Problem to work on
Rewrite the items from the line containing "In this photo, point at the window, one" through the last line of the items, inclusive, as a JSON list of strings. Use one string per line and omit blank lines.
== Exercise inputs
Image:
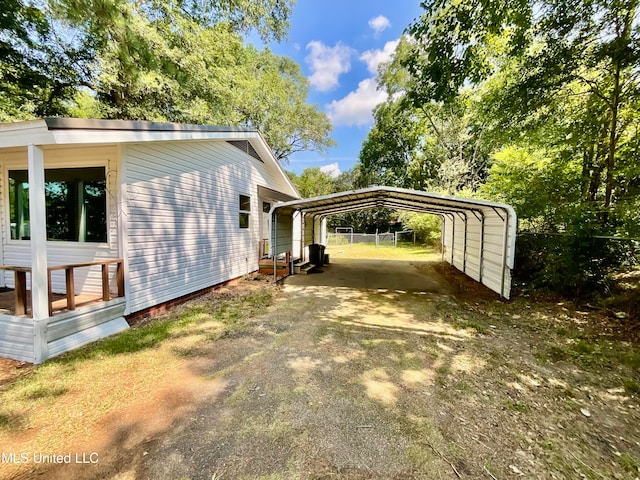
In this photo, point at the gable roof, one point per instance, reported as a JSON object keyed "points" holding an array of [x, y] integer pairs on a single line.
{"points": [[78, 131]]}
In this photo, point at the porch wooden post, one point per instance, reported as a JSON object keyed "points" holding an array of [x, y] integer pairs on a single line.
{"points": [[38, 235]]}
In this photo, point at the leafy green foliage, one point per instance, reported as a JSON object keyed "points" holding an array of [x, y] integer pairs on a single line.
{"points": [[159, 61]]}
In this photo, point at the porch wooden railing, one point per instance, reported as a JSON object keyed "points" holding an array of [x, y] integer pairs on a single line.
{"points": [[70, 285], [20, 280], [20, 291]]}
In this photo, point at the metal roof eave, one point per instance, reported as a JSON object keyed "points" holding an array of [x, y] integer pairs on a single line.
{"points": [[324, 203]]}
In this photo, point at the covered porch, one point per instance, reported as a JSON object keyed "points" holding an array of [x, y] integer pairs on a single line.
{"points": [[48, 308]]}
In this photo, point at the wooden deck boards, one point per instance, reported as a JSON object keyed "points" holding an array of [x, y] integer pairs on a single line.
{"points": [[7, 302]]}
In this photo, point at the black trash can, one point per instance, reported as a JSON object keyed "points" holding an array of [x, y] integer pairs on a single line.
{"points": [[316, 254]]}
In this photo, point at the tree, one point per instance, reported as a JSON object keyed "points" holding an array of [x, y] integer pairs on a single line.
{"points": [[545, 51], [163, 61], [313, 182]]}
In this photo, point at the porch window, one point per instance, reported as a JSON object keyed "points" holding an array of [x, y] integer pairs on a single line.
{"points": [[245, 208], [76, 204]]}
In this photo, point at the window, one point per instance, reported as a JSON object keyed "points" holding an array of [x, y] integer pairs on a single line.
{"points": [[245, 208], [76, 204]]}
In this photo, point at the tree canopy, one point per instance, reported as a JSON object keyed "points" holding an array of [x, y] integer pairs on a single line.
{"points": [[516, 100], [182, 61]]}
====
Reply to the task
[
  "In this photo, point at the window, one point per instance, reported as a JSON object keyed \"points\" holding an array of [x, y] integer pairs on a single line.",
  "{\"points\": [[245, 208], [76, 204]]}",
  "In this photo, point at the tree canopy, one point per instance, reported as a JSON object keyed \"points\" holding an array of [x, y] integer pairs on a single line.",
  "{\"points\": [[516, 100], [182, 61]]}"
]